Questions to answer:
**1)** Answer each question from the passage on Saint Thomas Lowland parish:
(a) Saint Thomas Lowland is one of how many Nevis parishes?
(b) Which village lies next to the freshwater lagoon of Nelson's Spring?
(c) What forms the parish's interior land boundary?
**2)** Continue the passage on Saint Thomas Lowland parish after its final sentence.

Saint Thomas Lowland is one of 5 Nevis parishes which are in turn part of the 14 administrative parishes that make up the Federation of Saint Kitts and Nevis. Leeward Islands, Lesser Antilles, West Indies.

The coast of this parish consists primarily of sand beaches, most notably the 3-mile long Pinney's Beach. Behind the sandy coastline are several small lagoons, including the freshwater lagoon of Nelson's Spring, which is next to the village of Cotton Ground. Some of the island's most important hotel developments are located in this area, including the Four Seasons Resort Nevis.

The small but steep hill at Cades Point is a weathered remnant of an ancient volcanic core. Further inland, many small villages and homes are located on the gently sloping landscape which gradually rises up towards Nevis Peak. Further inland as the elevation increases, the vegetation becomes more lush because of higher rainfall on the steeper slopes of Nevis Peak. The summit of the Peak is the Parish's interior land boundary.

Dataset:
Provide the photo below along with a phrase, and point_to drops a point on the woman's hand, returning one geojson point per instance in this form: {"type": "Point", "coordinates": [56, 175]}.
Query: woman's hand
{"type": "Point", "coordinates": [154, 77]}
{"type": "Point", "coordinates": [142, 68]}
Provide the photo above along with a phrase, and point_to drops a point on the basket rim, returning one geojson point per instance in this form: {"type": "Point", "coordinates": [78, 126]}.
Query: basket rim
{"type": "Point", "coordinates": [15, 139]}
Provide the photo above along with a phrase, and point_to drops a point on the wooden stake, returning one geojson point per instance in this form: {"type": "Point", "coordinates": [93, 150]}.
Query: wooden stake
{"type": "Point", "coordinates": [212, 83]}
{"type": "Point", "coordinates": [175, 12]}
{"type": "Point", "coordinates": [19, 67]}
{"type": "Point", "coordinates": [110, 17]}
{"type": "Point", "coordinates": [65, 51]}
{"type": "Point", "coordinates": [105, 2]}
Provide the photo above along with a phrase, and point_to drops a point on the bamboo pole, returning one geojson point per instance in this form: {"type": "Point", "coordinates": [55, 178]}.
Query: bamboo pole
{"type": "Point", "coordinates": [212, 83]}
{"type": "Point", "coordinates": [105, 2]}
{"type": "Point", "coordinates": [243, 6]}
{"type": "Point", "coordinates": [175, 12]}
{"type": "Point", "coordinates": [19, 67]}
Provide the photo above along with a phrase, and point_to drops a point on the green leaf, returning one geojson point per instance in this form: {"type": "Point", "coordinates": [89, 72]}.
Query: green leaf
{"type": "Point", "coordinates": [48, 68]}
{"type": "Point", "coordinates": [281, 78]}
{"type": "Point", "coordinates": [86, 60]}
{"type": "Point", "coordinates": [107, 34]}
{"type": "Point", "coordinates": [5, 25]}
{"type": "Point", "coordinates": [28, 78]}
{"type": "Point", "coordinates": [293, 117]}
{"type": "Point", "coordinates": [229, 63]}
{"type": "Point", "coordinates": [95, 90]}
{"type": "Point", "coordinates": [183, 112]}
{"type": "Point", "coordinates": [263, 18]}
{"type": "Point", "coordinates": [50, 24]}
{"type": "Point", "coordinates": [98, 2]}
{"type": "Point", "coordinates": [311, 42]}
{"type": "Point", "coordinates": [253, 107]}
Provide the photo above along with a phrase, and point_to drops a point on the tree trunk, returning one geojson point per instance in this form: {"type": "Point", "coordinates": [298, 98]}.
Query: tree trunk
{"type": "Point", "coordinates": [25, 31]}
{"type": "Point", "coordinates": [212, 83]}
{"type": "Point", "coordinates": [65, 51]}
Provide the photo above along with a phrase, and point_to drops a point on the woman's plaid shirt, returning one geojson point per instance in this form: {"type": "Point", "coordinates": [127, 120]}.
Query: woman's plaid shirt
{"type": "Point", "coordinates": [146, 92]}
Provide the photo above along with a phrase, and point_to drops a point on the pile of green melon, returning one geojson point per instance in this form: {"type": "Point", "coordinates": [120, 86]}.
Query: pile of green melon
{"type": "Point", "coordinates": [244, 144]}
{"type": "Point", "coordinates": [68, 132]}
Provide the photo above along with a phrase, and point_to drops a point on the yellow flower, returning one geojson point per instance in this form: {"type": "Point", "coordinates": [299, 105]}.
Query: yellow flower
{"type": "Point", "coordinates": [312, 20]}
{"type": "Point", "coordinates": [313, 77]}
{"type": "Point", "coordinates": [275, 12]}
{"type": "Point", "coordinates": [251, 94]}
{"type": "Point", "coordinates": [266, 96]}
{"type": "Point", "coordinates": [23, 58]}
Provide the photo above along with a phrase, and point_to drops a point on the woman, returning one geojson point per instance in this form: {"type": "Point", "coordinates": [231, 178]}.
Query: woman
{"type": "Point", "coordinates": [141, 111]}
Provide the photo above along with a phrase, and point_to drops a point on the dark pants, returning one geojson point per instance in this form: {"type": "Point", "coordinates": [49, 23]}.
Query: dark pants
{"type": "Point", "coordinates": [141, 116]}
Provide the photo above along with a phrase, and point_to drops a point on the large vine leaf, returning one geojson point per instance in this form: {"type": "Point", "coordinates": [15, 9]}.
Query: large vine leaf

Task answers:
**1)**
(a) Five.
(b) Cotton Ground.
(c) The summit of Nevis Peak.

**2)**
== Settlements ==
The parish capital settlement is Cotton Ground. Other villages within the parish are Westbury, Barnes Ghaut and Jessups. There is also a small section of Craddock Road that is part of the parish, even though most of the Craddock Road community is in St. Paul's Parish.

Capital – Cotton Ground

Other Villages:

- Barnes Ghaut
- Jessups
- Stuarts
- Westbury

The southern end of the parish embraces the northern fringe of Charlestown, the capital of Nevis, including the Community Center (which was previously the cinema), the ruins of the Rest Haven Hotel (heavily damaged by Hurricane Hugo in 1989), and Pinney's Beach Hotel at the southern end of Pinney's Beach.

== Economy ==
Saint Thomas Lowland parish can arguably be viewed as the heart of the Nevis economy. This is because the island's main economic sector is tourism, and this parish is home to the island's largest hotel, the Four Seasons Resort, which is the largest single employer on the island, second only to the Government. The Four Seasons golf course is considered to be one of the best in the Caribbean. Several other hotel developments are also located on the coast of this parish.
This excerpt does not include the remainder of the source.